Entries provided START

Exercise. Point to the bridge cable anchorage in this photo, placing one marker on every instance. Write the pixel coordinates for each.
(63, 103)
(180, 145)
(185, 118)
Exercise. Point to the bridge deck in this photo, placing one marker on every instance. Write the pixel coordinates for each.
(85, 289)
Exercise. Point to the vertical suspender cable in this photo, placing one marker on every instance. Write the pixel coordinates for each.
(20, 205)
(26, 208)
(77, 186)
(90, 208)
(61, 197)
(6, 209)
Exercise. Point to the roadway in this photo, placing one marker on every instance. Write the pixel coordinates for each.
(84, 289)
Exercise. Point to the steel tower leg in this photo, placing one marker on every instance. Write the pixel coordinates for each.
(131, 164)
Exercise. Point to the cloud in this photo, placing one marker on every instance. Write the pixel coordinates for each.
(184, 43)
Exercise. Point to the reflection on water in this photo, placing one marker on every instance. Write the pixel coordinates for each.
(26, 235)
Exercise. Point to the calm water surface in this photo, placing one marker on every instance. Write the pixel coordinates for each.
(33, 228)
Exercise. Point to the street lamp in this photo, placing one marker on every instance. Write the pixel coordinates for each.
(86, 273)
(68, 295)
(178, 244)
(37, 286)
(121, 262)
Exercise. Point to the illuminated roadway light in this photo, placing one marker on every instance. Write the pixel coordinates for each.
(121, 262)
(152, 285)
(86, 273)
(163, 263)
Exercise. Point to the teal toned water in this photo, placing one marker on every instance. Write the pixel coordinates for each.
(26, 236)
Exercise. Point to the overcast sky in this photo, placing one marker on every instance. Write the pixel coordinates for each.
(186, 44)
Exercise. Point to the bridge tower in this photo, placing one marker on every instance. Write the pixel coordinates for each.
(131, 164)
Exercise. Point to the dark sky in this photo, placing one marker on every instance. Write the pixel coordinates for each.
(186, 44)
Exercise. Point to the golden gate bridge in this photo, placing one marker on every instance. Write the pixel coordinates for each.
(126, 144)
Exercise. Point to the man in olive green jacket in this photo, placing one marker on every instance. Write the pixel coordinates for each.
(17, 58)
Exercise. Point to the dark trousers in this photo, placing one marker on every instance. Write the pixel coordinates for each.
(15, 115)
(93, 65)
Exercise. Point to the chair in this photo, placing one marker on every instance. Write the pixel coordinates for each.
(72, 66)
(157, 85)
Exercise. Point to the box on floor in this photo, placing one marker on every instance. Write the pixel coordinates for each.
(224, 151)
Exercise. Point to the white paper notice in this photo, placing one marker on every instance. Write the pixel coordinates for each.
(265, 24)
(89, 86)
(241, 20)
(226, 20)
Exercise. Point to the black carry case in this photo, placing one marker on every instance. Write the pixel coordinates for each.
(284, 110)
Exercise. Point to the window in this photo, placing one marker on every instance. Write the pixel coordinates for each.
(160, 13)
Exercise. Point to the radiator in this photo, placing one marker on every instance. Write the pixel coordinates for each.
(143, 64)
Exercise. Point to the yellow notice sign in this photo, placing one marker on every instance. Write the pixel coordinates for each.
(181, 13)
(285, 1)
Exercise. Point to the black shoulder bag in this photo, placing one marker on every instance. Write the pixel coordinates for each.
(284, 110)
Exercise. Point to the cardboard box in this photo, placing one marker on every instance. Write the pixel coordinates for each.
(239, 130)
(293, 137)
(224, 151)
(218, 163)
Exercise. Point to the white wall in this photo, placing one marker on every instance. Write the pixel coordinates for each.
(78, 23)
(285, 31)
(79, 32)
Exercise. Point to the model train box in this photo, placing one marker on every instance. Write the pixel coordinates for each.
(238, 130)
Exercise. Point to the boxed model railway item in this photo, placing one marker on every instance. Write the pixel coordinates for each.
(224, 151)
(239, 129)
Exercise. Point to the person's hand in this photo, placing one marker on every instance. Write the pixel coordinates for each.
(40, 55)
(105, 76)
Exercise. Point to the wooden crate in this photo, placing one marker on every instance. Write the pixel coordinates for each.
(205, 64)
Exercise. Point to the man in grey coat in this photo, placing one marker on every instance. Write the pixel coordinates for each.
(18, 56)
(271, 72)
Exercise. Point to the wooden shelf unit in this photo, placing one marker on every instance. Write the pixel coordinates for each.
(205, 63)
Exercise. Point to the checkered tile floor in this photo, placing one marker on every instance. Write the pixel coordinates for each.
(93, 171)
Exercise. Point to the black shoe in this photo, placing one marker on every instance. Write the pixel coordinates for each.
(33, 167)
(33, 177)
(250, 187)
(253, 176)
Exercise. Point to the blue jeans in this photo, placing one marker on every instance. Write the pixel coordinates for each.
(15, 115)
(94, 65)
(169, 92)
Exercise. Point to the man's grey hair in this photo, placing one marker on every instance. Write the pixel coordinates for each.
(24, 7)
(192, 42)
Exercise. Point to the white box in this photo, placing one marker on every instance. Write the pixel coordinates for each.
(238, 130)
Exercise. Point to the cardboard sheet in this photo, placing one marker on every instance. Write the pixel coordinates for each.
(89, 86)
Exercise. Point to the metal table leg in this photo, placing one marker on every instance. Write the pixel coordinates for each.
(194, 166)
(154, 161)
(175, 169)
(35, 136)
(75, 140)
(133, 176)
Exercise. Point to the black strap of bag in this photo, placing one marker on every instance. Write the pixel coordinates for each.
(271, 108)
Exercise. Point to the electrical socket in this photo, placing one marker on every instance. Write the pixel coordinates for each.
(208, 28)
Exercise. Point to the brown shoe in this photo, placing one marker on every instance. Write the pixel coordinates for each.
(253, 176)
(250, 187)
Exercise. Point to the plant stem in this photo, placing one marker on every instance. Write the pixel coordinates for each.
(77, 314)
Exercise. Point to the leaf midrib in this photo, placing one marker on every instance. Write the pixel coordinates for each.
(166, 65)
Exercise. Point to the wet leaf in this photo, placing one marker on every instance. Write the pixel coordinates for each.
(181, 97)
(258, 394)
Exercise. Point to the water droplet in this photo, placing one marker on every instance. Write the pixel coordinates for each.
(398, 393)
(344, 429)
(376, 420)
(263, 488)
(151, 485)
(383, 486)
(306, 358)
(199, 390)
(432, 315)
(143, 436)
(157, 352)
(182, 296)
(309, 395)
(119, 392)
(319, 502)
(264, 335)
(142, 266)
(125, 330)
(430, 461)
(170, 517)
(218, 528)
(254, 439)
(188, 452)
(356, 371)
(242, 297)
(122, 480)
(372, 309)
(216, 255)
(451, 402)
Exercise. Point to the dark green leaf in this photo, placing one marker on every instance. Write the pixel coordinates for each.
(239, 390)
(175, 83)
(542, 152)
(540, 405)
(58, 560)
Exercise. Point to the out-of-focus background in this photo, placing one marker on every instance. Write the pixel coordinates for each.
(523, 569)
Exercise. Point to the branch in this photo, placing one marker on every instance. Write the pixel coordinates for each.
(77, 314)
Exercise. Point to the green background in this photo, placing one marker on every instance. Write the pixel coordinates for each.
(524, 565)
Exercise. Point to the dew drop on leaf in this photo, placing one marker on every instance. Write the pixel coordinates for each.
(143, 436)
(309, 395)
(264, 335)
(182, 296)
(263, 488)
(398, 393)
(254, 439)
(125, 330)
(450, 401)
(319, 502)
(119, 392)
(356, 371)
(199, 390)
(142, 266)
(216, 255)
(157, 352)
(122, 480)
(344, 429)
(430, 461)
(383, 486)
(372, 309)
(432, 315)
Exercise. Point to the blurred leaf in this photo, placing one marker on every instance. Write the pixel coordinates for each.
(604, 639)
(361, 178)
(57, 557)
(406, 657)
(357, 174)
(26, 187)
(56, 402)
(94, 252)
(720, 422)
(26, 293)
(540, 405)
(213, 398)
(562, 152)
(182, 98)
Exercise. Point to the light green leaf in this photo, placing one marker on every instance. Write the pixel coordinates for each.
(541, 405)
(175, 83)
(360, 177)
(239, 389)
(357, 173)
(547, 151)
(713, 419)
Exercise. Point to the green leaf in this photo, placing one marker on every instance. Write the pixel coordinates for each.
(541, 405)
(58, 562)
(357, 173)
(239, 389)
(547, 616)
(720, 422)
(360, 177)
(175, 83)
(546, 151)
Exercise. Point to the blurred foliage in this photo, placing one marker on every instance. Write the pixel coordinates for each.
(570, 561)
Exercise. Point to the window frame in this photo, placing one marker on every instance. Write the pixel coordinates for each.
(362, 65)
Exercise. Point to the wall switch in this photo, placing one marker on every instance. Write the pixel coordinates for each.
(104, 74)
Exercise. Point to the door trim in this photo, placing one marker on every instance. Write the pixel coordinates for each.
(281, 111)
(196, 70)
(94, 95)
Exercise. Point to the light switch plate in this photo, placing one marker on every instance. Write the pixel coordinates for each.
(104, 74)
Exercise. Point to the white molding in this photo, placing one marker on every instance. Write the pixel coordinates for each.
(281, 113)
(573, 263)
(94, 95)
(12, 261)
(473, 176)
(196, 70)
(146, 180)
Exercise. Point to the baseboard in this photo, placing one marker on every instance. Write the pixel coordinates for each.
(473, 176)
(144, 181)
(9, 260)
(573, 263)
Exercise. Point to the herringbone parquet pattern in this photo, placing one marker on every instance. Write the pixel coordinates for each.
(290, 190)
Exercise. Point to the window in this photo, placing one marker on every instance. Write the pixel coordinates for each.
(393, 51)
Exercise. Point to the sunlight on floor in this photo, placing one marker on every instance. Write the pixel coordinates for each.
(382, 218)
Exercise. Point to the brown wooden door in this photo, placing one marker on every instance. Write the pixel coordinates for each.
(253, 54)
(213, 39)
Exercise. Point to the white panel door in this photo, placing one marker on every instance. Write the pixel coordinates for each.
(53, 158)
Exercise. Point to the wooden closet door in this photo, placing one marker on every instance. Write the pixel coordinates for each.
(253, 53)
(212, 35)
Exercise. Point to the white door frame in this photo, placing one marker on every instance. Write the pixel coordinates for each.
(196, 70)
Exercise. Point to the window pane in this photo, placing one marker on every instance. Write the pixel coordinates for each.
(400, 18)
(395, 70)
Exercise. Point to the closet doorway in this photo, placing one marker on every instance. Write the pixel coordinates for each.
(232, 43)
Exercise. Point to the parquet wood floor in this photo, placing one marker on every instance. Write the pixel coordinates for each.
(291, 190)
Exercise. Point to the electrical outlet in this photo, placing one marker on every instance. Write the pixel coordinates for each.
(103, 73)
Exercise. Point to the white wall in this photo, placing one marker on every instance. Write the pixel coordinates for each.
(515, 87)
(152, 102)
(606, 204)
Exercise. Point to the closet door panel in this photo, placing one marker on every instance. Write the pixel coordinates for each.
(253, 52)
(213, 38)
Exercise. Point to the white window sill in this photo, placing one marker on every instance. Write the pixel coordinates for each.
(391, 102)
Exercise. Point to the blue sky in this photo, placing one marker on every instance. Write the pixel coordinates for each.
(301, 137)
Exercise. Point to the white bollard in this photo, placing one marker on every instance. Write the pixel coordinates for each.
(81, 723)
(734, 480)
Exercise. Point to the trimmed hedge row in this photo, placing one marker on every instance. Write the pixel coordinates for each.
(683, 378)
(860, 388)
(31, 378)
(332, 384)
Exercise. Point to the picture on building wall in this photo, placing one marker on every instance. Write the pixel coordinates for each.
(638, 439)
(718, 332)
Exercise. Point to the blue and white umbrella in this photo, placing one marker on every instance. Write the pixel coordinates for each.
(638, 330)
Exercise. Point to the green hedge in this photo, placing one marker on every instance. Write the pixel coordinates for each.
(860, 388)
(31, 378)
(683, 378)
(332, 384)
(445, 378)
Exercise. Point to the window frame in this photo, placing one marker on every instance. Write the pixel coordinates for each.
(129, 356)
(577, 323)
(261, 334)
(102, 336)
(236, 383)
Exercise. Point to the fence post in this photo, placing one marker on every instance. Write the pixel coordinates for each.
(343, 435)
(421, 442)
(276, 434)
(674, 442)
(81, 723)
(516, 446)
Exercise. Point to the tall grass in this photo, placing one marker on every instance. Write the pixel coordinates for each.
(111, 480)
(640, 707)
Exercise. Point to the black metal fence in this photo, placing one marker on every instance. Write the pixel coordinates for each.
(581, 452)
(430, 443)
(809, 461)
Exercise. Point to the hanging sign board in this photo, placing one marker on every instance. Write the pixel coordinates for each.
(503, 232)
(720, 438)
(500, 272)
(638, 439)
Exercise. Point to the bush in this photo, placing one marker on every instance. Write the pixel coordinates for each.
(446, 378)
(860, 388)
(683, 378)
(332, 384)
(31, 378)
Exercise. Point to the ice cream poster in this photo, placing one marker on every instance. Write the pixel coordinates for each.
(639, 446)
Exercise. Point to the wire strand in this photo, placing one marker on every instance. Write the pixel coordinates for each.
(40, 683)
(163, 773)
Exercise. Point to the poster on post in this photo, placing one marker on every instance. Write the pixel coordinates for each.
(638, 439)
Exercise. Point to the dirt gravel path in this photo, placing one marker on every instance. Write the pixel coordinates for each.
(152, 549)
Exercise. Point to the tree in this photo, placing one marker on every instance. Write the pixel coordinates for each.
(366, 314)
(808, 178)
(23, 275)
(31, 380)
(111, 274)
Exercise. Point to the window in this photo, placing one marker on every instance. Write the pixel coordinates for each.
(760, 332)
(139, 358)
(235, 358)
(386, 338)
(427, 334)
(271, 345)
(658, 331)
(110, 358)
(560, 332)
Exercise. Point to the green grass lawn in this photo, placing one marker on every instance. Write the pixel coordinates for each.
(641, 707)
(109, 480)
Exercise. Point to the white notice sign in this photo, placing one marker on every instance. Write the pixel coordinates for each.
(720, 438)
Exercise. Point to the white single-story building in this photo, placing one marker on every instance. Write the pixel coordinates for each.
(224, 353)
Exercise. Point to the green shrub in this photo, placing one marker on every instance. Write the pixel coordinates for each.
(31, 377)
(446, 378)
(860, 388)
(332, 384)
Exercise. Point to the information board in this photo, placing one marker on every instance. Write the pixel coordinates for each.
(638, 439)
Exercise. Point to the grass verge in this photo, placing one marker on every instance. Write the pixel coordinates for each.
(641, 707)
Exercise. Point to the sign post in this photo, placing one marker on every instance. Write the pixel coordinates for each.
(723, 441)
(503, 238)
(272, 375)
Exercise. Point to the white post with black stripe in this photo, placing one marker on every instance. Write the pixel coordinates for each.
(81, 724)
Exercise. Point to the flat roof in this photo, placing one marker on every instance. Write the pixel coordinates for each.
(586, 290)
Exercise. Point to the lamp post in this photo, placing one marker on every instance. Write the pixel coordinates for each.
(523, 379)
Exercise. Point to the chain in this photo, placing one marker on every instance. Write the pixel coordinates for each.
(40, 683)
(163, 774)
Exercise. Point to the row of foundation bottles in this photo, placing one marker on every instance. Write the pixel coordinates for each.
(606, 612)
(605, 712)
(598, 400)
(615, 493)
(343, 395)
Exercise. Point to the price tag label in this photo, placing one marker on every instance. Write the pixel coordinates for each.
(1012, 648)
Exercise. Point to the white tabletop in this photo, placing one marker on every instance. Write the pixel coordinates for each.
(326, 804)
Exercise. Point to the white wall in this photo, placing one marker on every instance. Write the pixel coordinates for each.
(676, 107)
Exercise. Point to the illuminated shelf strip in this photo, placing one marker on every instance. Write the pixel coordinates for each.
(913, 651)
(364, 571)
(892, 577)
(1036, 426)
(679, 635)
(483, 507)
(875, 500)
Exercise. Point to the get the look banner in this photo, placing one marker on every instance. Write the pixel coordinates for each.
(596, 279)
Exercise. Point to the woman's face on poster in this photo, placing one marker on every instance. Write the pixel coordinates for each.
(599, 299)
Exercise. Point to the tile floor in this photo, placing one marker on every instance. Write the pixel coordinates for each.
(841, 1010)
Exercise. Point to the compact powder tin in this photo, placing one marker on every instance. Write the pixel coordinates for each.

Entries provided END

The task – Extract every line from the one with "Exercise. Point to the illuminated shelf" down to the final line above, both included, exactly as written.

Your response –
Exercise. Point to the illuminated shelf strip in this photo, placing one marker on every instance. Write the pixel coordinates for each.
(913, 651)
(364, 571)
(892, 577)
(1036, 426)
(679, 635)
(483, 507)
(875, 500)
Exercise. Point to the get the look banner in this photo, placing one marker on every instance. Write the pixel coordinates for each.
(596, 279)
Exercise. Point to the woman's face on poster in this photo, placing one marker on every instance. Write the pixel coordinates for each.
(599, 299)
Exercise. Point to the tile floor in this photo, placing one marker on every instance. Write the pixel coordinates for each.
(841, 1010)
Exercise. Point to the compact powder tin in this photo, placing one marker on every instance. Write the pixel coordinates for each.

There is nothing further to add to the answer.